The task> Starting with the line that contains "woman's arm, given" and going on through the line that contains "[[235, 577], [372, 621]]", copy the entries below with "woman's arm" renamed to "person's arm" and nothing else changed. Give back only those lines.

══════════════════════════════

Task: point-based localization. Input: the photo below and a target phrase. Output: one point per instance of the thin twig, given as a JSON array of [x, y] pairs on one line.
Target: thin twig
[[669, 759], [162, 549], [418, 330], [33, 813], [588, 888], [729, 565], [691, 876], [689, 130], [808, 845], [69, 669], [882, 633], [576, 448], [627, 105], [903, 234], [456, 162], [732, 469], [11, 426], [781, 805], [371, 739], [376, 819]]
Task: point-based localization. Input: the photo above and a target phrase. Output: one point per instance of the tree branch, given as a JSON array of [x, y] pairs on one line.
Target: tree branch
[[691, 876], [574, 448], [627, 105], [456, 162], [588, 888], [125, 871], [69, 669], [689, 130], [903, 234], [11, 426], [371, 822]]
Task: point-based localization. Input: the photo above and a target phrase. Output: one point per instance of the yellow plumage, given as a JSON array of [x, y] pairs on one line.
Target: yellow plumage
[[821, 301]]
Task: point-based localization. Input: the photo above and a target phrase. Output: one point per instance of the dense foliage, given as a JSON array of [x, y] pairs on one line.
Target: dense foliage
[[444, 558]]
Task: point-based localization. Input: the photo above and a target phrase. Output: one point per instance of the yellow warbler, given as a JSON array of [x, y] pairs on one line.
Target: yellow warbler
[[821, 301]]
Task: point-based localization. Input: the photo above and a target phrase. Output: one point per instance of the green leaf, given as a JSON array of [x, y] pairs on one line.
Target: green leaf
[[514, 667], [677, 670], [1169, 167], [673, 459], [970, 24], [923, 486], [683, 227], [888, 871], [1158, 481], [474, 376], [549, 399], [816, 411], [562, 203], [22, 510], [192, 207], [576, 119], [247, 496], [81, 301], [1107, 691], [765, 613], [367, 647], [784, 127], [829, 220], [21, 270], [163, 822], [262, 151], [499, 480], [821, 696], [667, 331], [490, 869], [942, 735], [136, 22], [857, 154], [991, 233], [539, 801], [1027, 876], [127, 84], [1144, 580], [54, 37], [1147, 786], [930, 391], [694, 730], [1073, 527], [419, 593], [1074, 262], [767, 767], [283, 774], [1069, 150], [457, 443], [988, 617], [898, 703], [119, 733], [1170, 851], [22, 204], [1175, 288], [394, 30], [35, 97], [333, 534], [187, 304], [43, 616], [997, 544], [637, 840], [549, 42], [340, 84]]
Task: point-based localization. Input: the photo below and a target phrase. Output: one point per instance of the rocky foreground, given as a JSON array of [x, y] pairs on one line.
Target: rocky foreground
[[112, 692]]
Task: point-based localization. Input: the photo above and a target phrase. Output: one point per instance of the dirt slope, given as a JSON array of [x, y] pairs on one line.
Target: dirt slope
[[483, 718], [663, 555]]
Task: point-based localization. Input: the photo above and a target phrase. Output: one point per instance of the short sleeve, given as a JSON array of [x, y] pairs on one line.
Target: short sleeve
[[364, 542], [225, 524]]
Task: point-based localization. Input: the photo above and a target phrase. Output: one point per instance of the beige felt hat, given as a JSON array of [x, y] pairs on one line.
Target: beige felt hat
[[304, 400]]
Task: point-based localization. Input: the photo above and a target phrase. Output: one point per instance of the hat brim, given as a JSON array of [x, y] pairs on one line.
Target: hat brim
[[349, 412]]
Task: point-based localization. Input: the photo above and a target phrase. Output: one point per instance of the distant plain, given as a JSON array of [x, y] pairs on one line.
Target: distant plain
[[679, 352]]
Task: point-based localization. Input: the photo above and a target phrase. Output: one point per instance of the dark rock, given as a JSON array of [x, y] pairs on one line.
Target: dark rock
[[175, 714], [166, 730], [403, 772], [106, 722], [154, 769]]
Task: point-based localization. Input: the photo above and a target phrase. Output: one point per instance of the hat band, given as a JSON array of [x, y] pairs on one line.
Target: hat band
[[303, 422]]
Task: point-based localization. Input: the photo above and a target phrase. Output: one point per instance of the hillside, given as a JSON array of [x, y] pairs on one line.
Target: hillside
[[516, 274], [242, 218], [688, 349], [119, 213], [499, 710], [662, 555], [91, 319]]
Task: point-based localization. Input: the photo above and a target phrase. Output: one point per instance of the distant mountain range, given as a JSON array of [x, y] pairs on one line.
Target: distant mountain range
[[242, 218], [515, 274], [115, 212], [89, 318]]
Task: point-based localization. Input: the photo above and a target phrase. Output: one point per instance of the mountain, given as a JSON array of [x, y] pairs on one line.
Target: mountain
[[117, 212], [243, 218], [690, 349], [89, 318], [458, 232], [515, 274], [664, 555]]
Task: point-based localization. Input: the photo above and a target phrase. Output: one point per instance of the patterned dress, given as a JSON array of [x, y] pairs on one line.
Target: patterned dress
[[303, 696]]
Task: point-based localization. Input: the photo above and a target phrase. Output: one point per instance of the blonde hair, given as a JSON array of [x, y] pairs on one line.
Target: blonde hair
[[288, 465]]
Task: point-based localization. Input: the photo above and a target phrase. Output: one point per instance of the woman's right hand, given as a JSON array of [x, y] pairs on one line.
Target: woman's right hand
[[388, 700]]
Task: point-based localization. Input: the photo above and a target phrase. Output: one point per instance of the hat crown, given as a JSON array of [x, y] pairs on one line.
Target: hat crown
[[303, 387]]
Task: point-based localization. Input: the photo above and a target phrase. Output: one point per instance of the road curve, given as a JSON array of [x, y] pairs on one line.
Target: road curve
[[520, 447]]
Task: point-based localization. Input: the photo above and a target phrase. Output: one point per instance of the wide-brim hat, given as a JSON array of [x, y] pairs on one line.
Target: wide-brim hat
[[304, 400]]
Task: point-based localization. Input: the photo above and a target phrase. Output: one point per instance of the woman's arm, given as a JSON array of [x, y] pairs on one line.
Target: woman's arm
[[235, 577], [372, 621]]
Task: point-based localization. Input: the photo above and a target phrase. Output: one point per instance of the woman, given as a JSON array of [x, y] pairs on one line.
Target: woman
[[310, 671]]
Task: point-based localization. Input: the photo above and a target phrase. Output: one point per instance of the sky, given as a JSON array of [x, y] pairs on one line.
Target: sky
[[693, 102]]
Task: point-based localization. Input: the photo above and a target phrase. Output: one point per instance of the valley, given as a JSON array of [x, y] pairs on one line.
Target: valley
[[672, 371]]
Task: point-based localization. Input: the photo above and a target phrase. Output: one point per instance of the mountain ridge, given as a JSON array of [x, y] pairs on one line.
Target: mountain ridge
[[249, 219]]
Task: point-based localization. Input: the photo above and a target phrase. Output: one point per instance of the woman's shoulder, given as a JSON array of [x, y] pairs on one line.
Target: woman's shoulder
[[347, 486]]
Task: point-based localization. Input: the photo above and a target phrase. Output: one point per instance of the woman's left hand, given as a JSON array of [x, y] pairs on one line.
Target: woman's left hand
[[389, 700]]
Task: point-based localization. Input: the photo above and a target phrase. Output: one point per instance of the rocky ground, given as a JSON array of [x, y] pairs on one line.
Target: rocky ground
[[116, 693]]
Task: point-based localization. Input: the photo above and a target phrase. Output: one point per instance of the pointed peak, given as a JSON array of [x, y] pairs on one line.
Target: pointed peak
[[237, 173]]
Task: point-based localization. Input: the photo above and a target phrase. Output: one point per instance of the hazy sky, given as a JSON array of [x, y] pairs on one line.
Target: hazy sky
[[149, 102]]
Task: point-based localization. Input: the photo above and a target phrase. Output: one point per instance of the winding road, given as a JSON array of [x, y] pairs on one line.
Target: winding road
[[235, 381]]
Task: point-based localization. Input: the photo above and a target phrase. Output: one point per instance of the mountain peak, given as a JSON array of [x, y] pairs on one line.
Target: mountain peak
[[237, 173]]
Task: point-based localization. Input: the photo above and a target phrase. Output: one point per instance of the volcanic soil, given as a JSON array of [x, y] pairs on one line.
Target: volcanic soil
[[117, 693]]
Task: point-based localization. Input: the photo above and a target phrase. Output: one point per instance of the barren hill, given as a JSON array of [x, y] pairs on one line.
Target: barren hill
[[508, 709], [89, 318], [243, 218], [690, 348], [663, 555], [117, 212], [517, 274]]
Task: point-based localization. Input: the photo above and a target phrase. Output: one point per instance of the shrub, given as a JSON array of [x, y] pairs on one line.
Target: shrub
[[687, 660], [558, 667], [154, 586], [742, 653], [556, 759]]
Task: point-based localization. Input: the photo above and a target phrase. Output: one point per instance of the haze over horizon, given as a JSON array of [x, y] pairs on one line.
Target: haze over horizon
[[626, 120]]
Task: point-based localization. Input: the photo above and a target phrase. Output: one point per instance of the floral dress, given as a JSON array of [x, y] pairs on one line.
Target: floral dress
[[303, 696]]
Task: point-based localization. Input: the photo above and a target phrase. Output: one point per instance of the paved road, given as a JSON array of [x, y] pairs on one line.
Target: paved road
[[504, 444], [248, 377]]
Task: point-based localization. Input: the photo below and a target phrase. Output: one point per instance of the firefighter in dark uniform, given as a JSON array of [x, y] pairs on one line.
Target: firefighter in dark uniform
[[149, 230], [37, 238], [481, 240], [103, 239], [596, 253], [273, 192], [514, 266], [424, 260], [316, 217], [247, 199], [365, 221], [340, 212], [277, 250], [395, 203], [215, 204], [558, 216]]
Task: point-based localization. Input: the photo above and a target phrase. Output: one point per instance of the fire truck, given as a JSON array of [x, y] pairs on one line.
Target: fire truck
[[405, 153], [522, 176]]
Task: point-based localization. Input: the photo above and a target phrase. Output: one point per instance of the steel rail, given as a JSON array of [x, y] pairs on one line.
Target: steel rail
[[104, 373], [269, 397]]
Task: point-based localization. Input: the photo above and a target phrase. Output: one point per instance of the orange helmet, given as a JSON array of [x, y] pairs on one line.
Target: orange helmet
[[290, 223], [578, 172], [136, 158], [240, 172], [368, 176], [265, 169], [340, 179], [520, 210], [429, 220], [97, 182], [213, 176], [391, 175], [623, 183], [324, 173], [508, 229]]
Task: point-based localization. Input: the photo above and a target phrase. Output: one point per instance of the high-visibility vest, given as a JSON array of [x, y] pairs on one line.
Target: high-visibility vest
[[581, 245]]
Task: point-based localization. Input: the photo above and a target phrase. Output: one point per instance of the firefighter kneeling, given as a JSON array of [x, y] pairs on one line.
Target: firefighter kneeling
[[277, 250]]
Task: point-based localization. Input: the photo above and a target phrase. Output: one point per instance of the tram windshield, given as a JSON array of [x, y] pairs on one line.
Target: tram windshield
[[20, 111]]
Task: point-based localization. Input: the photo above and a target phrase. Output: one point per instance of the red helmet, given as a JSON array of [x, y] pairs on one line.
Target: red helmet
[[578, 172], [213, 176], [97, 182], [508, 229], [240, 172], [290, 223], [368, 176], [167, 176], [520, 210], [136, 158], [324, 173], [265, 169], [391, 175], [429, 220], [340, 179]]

══════════════════════════════

Correct answer>
Task: point-based localization. Input: the photo above and a target phrase. Output: one point per instance of the person's arm, given as a JSON array of [x, y] pairs on one line.
Target: person's arm
[[235, 577], [372, 621]]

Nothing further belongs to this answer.